With all the cultural treasures that Kyoto offers, perhaps few people would have wine in mind when planning their itinerary. After all, in a city with such richness of tradition, wine is a mere arriviste.
But imagine Kyoto’s grace, history and aesthetic of quiet, exquisite detail transposed onto a wine bar. Imagine a place that allows you to experience wine interpreted by a Kyoto hospitality so intimate that it is almost tender in its patience and refinement.
That place exists. It is called Wine Crazy — the name inked in hiragana on lanterns dangling from the tiled roof of an old house. Next to the entrance, a bench is covered in red felt, as if waiting for tea ceremony to begin. It holds a dark magnum of fine Bordeaux.
Step through the doorway’s fluttering noren and enter a white-walled room, its high ceiling spliced by massive timber beams. The floor is a rough parquet of railroad ties and damp paving stones. There’s a handsome antique clock, a Taisho Era lamp with an etched glass globe and a table hewn from a 7-meter oak split in half. The house has been painstakingly restored with natural materials: wood, paper, clay and stone.
In 1933, proprietor Toshio Iwata’s parents founded a sake shop here. They purveyed goods traditionally sold by sake shops, such as salt, miso and soy sauce. By 1975, the old sake shop discounted its wares, struggling to survive against new, bigger competitors. “In price competition, the big company always wins,” says Iwata.

• • • • • • •

» **TASK 1**
For each statement, say yes or no depending on whether it agrees with the Kyoto wine bar text, and quote the words that decide it. (a) The name Wine Crazy is written in hiragana on lanterns. (b) Toshio Iwata's parents founded the sake shop in 1975. (c) One table was made from a 7-meter oak.
» **TASK 2**
Please repeat the Kyoto wine bar text between "That place exists." and "clay and stone.", inclusive, without changing a word.
The rows that come next are separate material with no connection to the Kyoto wine bar text.

[Text-to-region grounding data]
• • • • • • •

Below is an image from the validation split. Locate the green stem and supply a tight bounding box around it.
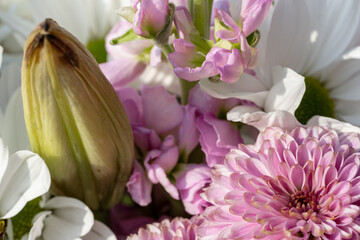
[179,78,198,105]
[161,44,197,105]
[187,0,213,39]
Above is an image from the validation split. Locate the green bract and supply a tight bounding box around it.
[22,19,134,209]
[295,77,334,124]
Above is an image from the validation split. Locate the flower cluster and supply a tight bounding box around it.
[0,0,360,240]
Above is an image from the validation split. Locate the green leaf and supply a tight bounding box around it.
[110,29,144,45]
[86,39,107,63]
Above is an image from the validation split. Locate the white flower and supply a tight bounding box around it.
[0,138,51,219]
[201,0,360,127]
[23,197,116,240]
[28,197,94,240]
[82,221,116,240]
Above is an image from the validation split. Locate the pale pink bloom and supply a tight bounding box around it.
[168,9,257,83]
[127,217,199,240]
[133,0,169,38]
[109,203,157,240]
[189,86,243,167]
[100,20,180,94]
[100,20,152,89]
[176,164,211,215]
[196,114,243,167]
[117,86,198,206]
[198,126,360,240]
[240,0,272,36]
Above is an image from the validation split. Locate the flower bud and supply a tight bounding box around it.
[22,19,134,209]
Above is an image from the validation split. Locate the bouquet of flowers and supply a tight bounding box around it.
[0,0,360,240]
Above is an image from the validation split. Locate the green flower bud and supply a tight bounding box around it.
[22,19,134,209]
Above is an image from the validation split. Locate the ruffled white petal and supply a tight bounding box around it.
[24,211,51,240]
[335,100,360,126]
[82,221,116,240]
[306,116,360,133]
[264,66,305,114]
[228,110,301,131]
[302,0,360,75]
[0,45,4,68]
[320,47,360,91]
[0,138,9,183]
[0,151,51,219]
[226,105,261,122]
[128,62,181,96]
[200,74,268,107]
[261,1,311,75]
[42,197,94,240]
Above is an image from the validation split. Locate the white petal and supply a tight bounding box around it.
[320,47,360,91]
[0,138,9,184]
[128,63,181,96]
[306,116,360,133]
[82,221,116,240]
[335,100,360,126]
[200,74,268,107]
[0,45,4,68]
[321,47,360,101]
[2,88,30,154]
[5,219,14,240]
[0,151,51,219]
[264,1,311,74]
[226,105,260,122]
[305,0,360,75]
[0,108,4,137]
[264,66,305,114]
[27,211,51,240]
[229,110,301,131]
[42,197,94,240]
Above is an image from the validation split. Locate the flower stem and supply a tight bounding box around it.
[187,0,213,39]
[159,44,198,105]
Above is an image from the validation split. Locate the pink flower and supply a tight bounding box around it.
[127,217,199,240]
[133,0,169,38]
[100,21,152,89]
[117,86,198,206]
[176,164,211,215]
[198,126,360,239]
[240,0,272,36]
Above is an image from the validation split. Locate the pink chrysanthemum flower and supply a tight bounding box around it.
[198,127,360,239]
[127,217,201,240]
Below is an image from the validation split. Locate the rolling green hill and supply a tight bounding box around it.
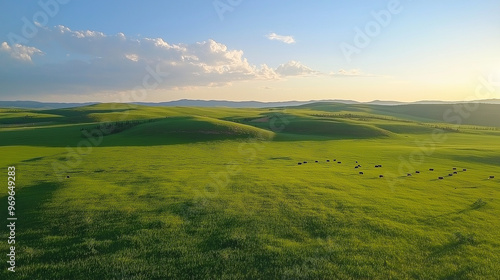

• • • • • • •

» **TASK ANSWER 1**
(a) Yes: "the name inked in hiragana on lanterns dangling from the tiled roof of an old house"
(b) No: "In 1933, proprietor Toshio Iwata’s parents founded a sake shop here."
(c) Yes: "a table hewn from a 7-meter oak split in half"

» **TASK ANSWER 2**
That place exists. It is called Wine Crazy — the name inked in hiragana on lanterns dangling from the tiled roof of an old house. Next to the entrance, a bench is covered in red felt, as if waiting for tea ceremony to begin. It holds a dark magnum of fine Bordeaux.
Step through the doorway’s fluttering noren and enter a white-walled room, its high ceiling spliced by massive timber beams. The floor is a rough parquet of railroad ties and damp paving stones. There’s a handsome antique clock, a Taisho Era lamp with an etched glass globe and a table hewn from a 7-meter oak split in half. The house has been painstakingly restored with natural materials: wood, paper, clay and stone.